▶ **WRITTEN PROBLEM**
Would you write out the entries below, every one of them, exactly?

### TASK MATERIAL

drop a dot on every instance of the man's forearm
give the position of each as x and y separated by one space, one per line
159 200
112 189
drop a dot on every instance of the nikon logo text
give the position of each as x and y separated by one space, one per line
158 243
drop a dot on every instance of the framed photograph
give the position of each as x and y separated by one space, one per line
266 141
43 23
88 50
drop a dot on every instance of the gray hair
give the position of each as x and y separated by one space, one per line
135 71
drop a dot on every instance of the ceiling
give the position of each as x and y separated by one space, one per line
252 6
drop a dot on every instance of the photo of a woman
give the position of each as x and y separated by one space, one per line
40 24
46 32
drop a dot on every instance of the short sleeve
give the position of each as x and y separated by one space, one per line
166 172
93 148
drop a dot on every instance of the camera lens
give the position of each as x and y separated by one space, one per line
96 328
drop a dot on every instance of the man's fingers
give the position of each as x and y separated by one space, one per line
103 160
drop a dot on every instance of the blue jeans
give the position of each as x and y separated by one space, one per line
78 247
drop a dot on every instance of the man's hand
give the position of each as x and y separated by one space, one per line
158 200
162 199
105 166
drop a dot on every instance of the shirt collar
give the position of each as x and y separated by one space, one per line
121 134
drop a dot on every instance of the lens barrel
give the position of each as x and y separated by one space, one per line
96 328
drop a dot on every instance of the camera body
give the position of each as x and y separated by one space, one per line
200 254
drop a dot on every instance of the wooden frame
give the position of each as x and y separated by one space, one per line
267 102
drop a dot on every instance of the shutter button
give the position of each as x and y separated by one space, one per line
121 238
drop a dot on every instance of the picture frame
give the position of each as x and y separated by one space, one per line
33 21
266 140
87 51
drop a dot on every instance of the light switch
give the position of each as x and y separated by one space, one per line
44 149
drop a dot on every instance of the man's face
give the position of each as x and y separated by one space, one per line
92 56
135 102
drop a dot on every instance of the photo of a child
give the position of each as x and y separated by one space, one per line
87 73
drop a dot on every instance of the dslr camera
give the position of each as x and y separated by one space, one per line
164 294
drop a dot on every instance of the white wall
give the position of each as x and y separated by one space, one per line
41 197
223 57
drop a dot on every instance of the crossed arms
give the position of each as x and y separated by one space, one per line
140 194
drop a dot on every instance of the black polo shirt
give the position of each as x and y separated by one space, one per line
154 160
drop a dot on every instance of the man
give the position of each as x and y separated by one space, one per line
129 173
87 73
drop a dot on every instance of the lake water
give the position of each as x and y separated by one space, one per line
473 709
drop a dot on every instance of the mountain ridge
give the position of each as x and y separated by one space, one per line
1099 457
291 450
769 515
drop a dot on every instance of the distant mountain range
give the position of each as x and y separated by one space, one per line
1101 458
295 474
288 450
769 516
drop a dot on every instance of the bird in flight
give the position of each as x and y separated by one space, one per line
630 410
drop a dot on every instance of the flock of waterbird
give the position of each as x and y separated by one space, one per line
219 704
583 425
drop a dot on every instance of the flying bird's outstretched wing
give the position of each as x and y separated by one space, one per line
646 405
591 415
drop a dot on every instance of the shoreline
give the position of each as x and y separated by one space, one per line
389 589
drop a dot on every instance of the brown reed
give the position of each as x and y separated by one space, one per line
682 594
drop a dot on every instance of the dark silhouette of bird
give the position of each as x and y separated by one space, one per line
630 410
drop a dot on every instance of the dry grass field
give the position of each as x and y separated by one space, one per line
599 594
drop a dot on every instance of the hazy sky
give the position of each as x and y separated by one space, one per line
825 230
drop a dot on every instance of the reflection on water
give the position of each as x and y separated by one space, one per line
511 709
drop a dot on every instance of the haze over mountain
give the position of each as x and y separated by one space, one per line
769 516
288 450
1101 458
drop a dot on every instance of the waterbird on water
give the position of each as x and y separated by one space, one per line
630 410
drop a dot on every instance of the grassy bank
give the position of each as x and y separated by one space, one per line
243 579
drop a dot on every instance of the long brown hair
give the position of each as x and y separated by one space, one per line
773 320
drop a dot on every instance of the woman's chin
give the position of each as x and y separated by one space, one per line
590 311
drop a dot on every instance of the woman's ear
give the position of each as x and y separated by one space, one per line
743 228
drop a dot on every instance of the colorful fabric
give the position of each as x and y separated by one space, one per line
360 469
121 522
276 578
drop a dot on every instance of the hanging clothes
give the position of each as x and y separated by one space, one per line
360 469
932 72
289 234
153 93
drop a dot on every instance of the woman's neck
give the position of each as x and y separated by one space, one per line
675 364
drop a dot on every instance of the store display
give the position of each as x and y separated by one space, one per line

######

▶ **WORKED SOLUTION**
drop a dot on every instance of the man's forearm
give the position of each as x and y separated by one space, one per line
159 200
112 189
drop a dot on every instance of the nikon logo text
give the position of each as x and y separated by one space, one per line
158 243
drop a dot on every instance of the framed photograph
give the position of each as x and y separated by one space, one per line
266 141
43 23
88 50
drop a dot on every instance of the gray hair
give the position of each as x and y separated by one space, one per line
135 71
drop a dot on every instance of the ceiling
give the position of each as x and y separated by one space, one per line
252 6
drop a dot on every instance of the photo of a woman
give the position of each as x and y separated by one space, one per line
40 24
46 32
drop a dot on every instance of the short sleeve
give the position of each as x and y separated by one space, one per line
166 172
93 148
drop a dot on every instance of the camera lens
give the position of each as x and y separated by one space, one per line
96 328
drop a dot on every instance of the man's fingers
give the position of each as x and y separated by one space, one per line
103 160
drop a dot on every instance of the blue jeans
give the position of each as x and y separated by one space, one per line
78 247
drop a dot on every instance of the man's hand
give the position of each as x and y separated by one space, one per line
158 200
162 199
105 166
drop a dot on every instance of the shirt collar
give the position of each as x and y separated by one space, one per line
121 134
drop a dot on every instance of the lens barrel
give the position of each as x and y separated by one space, one per line
96 328
drop a dot on every instance of the camera body
give the position of each as x and y separated by one space, one per line
200 254
drop a dot on every instance of the wooden frame
give the position of each as x and y separated by one space, one per line
267 102
drop a dot on every instance of the shutter button
give the position of each as x and y separated by one space, one per line
121 238
drop a dot on every instance of the picture frame
give the position of each as x and y separated by one space, one per line
33 21
266 140
87 51
drop a dot on every instance of the light switch
give the position of each as x and y separated by one space, one per line
44 149
drop a dot on every instance of the man's face
give the position of each as x and y separated by one space, one per line
92 56
135 102
drop a dot on every instance of the photo of a child
give the position of each as x and y separated by one space, one per line
87 73
drop a dot on every instance of the dslr camera
give the position of each as x and y separated by one space, one per line
164 294
drop a dot on every instance of the white wall
give the position of each as x and y separated by one space, one per line
41 197
223 57
drop a dot on every instance of the crossed arms
give the position of each as x and y separated by one space, one per line
140 194
drop a dot on every instance of the black polo shirt
give the position of each as x and y separated by one space, one per line
154 160
drop a dot on every instance of the man
give the position of each as x and y separated by one space, one per line
129 173
87 73
drop a dot on every instance of the lake water
give the position of each as x and y separated by one space, one per line
473 709
drop a dot on every instance of the mountain ridge
give the position of each as x and y separated by one space, one per line
1099 457
291 450
769 515
drop a dot on every instance of the distant mountain range
give the position of each as x and y separated by one space, one per line
1101 458
295 474
288 450
769 516
drop a dot on every instance of the bird in flight
give the position of each as x and y separated by one space, one per line
630 410
drop a dot on every instance of the flock of waterbird
give the position of each as x and y separated by one space, one per line
219 704
583 425
drop a dot on every instance of the flying bird's outstretched wing
give the position of each as x and y separated by one space, one per line
646 405
591 415
drop a dot on every instance of the shoreline
give the position of each as x and y separated by one space, one per line
389 589
drop a dot on every instance of the brown reed
give the position of each as x and y separated by one space, one per line
682 594
drop a dot on every instance of the dark silhouette of bird
give the position of each as x and y separated by one space, one per line
630 410
drop a dot on every instance of the dry grass field
give the position of each as x and y separated by one space, one per line
599 594
drop a dot on every instance of the hazy sky
give the position of each as x and y separated by one space, one per line
825 230
drop a dot on every instance of the reflection on water
give the position of each as x and y separated by one space, one per line
511 709
drop a dot on every instance of the haze over mountain
give the position of each as x and y separated by one space, one per line
769 516
288 450
1101 458
drop a dot on every instance of the waterbird on water
give the position of each as x and y separated by one space, one per line
630 410
drop a dot on every instance of the grassy bank
give the position of each as x and y separated by one space, one per line
243 579
drop a dot on every instance of the long brown hair
give the position of each as x and y separated by one space, one per line
773 320
drop a dot on every instance of the woman's chin
give the position of each as x and y separated by one space, one per line
590 311
drop a dot on every instance of the woman's ear
give the position of each as x and y separated by one space, one per line
743 228
drop a dot on every instance of the colorful fabric
give the position of each as x and y separated by one space, one per line
360 469
121 522
276 578
drop a dot on every instance of the hanging clothes
give the position of each as x and y separated by one space, one per line
360 469
932 72
289 234
153 93
drop a dot on every instance of the woman's neck
give the position of each as x and y separated by one space, one per line
675 364
drop a dot on every instance of the store display
give the position of each as x and y separated by one space, one per line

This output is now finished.